▸ **What the task asks**:
Print every line below without adding or leaving out a single word.

▸ **Supplied data**:
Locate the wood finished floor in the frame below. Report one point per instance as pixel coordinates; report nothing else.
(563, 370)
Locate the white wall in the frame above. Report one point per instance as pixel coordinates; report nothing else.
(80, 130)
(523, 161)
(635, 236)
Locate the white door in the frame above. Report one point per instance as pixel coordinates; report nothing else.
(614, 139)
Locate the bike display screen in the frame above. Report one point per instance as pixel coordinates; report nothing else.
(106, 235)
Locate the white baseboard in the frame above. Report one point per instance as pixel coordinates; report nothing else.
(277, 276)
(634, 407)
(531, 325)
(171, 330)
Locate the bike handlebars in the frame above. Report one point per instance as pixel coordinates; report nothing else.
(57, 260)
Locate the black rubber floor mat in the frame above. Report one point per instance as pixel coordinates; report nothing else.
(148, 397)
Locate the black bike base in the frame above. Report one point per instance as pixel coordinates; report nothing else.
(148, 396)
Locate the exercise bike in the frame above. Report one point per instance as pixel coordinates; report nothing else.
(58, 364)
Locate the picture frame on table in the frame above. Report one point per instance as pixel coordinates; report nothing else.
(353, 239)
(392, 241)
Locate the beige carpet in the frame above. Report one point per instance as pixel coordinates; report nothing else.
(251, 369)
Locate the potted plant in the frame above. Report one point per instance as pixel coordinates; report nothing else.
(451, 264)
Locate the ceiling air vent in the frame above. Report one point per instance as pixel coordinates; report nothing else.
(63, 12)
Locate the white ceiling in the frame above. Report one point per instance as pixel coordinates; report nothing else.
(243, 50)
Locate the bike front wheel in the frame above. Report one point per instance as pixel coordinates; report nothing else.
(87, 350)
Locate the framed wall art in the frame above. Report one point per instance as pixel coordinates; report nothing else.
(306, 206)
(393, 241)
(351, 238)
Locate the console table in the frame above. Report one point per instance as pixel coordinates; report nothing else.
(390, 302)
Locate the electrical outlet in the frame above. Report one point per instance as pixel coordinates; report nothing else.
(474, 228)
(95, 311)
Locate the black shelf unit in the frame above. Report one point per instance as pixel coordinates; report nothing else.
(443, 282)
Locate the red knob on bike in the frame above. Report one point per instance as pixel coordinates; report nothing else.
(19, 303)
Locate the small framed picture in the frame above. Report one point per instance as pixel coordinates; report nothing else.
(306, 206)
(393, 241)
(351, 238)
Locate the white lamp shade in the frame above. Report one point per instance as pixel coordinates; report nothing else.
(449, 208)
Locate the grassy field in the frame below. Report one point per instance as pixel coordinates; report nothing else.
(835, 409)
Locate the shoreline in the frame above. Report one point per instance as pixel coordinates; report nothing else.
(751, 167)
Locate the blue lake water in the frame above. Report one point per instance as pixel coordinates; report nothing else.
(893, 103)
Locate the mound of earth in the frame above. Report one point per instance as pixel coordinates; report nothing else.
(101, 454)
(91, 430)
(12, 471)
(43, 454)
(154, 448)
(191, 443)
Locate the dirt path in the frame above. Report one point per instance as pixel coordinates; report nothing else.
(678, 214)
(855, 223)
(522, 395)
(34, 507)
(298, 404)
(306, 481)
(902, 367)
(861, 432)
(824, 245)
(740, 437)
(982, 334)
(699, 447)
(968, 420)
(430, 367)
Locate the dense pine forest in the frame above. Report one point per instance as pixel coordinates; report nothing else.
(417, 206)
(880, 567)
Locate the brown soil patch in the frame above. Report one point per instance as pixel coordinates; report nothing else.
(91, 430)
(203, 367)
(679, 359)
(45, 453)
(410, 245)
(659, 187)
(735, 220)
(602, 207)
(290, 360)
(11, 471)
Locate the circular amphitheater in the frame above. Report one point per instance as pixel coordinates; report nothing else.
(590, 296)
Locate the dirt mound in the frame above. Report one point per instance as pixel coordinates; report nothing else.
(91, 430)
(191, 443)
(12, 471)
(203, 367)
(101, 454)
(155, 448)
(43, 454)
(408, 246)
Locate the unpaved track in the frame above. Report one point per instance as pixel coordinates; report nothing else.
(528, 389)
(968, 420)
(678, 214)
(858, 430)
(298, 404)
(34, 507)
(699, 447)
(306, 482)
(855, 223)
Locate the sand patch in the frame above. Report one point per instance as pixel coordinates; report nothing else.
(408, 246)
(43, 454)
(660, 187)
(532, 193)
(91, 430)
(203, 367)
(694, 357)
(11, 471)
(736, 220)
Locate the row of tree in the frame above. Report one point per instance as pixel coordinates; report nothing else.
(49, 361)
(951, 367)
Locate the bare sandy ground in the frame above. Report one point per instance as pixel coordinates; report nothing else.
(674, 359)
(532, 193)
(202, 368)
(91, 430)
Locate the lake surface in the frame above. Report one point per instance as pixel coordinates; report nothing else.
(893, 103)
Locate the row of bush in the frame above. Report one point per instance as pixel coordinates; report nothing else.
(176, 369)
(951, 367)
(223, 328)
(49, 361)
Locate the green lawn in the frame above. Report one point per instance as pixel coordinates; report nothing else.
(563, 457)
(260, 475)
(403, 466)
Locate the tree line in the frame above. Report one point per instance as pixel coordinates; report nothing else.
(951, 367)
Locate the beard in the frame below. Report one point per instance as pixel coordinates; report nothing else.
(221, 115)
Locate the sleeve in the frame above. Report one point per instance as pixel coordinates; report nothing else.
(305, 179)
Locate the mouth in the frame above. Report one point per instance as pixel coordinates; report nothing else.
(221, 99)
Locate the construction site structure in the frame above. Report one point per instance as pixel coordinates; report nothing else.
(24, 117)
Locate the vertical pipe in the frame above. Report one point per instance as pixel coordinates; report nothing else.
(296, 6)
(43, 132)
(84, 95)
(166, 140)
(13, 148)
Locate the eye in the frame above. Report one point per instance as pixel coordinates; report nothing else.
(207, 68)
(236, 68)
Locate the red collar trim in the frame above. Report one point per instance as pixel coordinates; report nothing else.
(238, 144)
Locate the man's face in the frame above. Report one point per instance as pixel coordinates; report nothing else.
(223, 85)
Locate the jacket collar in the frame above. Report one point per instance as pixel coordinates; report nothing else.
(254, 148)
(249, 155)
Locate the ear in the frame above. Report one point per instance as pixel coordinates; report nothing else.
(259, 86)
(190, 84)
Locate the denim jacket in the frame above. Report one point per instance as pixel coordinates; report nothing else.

▸ **Completed exercise**:
Locate the wood finished floor in the frame below. Report one point per instance as pixel coordinates; report nothing else.
(563, 370)
Locate the white wall in the frame above. Report one point per instance as pixel coordinates; report nothing else.
(80, 130)
(523, 161)
(635, 236)
Locate the white door in the frame above. Report one point per instance as pixel coordinates; report nothing else.
(614, 139)
Locate the bike display screen in the frame above. Report one point per instance as pixel coordinates; report nothing else.
(106, 235)
Locate the white baseboard in the frame above. Report one point per instance as pixel coordinates; report nothing else.
(277, 276)
(634, 407)
(531, 325)
(171, 330)
Locate the bike handlebars in the frame above. Report one point per instance as pixel coordinates; report nothing else.
(57, 260)
Locate the black rubber floor mat in the frame above. Report one point per instance as pixel coordinates; report nothing else.
(148, 397)
Locate the black bike base in the frame above. Report one point per instance as pixel coordinates; report nothing else.
(148, 396)
Locate the exercise bike in the frame above. Report one point per instance as pixel coordinates; report nothing else.
(58, 364)
Locate the picture frame on table in the frame above. Report one point per instance as pixel coordinates; report nothing else.
(353, 239)
(392, 241)
Locate the beige carpet in the frame above. Report one point per instance as pixel coordinates; report nothing else.
(251, 369)
Locate the potted plant in the frame above. Report one point per instance as pixel coordinates; report nothing else.
(451, 264)
Locate the ceiling air vent in the frame above. Report one point per instance as pixel coordinates; report nothing else.
(63, 12)
Locate the white ceiling in the frame above. Report one point per instance as pixel coordinates; report nothing else.
(243, 50)
Locate the bike front wheel in the frame above. Report one point per instance as pixel coordinates; report nothing else.
(87, 350)
Locate the framed wall art in the frame above. Report one point per instance as pixel coordinates; report nothing else.
(306, 206)
(393, 241)
(351, 238)
Locate the console table in the frame above. Report one point per instance as pixel coordinates; report nothing else.
(390, 302)
Locate the electrical outlet in the frame above. Report one point per instance as pixel coordinates; report nothing else.
(474, 228)
(95, 311)
Locate the black shelf unit in the frame above. Report one point per instance as pixel coordinates; report nothing else.
(443, 282)
Locate the red knob on bike in the frame above. Report one point per instance as pixel coordinates; report nothing else.
(19, 303)
Locate the small framed picture in the frame above. Report one point per instance as pixel coordinates; report nothing else.
(306, 206)
(393, 241)
(351, 238)
Locate the white lamp shade in the frame above. Report one point per instance as pixel coordinates; report nothing else.
(449, 208)
Locate the grassy field in the frame below. Report one point per instance as pixel coordinates; report nothing else.
(835, 409)
Locate the shoreline in the frame above. Report one point per instance as pixel coordinates; report nothing else.
(751, 167)
Locate the blue lake water in the frame above. Report one point per instance as pixel coordinates; report nothing else.
(893, 103)
Locate the mound of earth in the frame above. Report one point per instance as pixel coordinates; report nothing else.
(101, 454)
(91, 430)
(12, 471)
(43, 454)
(154, 448)
(191, 443)
Locate the dirt path in the frame above. Report one point per instance as pixel coordinates; report nothing else.
(678, 214)
(855, 223)
(522, 395)
(34, 507)
(298, 404)
(306, 481)
(902, 367)
(861, 432)
(824, 245)
(740, 437)
(982, 334)
(699, 447)
(968, 420)
(430, 367)
Locate the dense pine forest in the frame above. Report one point per instance as pixel coordinates; report nothing else.
(417, 206)
(880, 567)
Locate the brown soil patch in the frame above. Report one point per instance as pixel coordinates; report nothing else.
(91, 430)
(203, 367)
(679, 359)
(45, 453)
(410, 245)
(659, 187)
(735, 220)
(602, 207)
(290, 360)
(11, 471)
Locate the circular amphitheater in the frame above. Report one point per instance as pixel coordinates; report nothing else.
(590, 296)
Locate the dirt mound in the frame above. Report one point per instance as pixel coordinates; report nothing else.
(91, 430)
(191, 443)
(12, 471)
(203, 367)
(101, 454)
(155, 448)
(43, 454)
(408, 246)
Locate the unpaved track in the frame above. Report one point per instance as pixel coordinates; report nothing else.
(528, 389)
(968, 420)
(678, 214)
(858, 430)
(298, 404)
(34, 507)
(699, 447)
(306, 482)
(855, 223)
Locate the sand patch in the frame above. Report one point per instance as pixel coordinates; report nothing else.
(408, 246)
(43, 454)
(660, 187)
(532, 193)
(91, 430)
(203, 367)
(694, 357)
(11, 471)
(736, 220)
Locate the row of tree in the frame above. Report one point per instance as pixel coordinates; report nothing else.
(49, 361)
(951, 367)
Locate the bare sandy ground in the frame above. Report one point per instance as pixel coordinates; report nothing else.
(674, 359)
(532, 193)
(202, 368)
(91, 430)
Locate the lake surface in the frame above. Report one point per instance as pixel coordinates; report nothing else.
(893, 103)
Locate the row of bush in the frame above. Report one point per instance as pixel coordinates; report nothing else.
(176, 369)
(951, 367)
(223, 328)
(49, 361)
Locate the green lawn in the frame above. Report one point per instance as pixel coordinates; report nothing else.
(563, 457)
(260, 475)
(403, 466)
Locate the tree line in the frame above. Report one point per instance as pixel coordinates; report nothing else.
(951, 367)
Locate the beard in the frame below. Report one point per instance as pixel coordinates; report nothing else.
(221, 115)
Locate the sleeve in the frame above. Report one point per instance as pixel coordinates; report nothing else.
(305, 179)
Locate the mouth in the frame above. Report one point per instance as pixel coordinates; report nothing else.
(221, 99)
Locate the construction site structure in the frame above. Report one point per instance as pixel coordinates; report nothing else.
(24, 117)
Locate the vertical pipe in the frame above. Report one point per instance as pixel coordinates; report nothing else.
(296, 6)
(43, 132)
(84, 95)
(166, 140)
(13, 148)
Locate the eye in the frame above. Report one point per instance as pixel coordinates; report nothing else.
(207, 68)
(236, 68)
Locate the red collar trim in the frame above. Report one point per instance as pixel coordinates; report nothing else.
(238, 144)
Locate the man's face in the frame above. Report one point per instance as pixel coordinates; report nothing else.
(223, 85)
Locate the jacket collar in the frame above. Report one point per instance as pixel coordinates; report nothing else.
(254, 148)
(249, 155)
Locate the ear in the frame above. Report one point per instance as pixel coordinates; report nothing else.
(259, 86)
(190, 84)
Locate the denim jacket in the frame above. Report one point per instance as pixel coordinates; report nothing else.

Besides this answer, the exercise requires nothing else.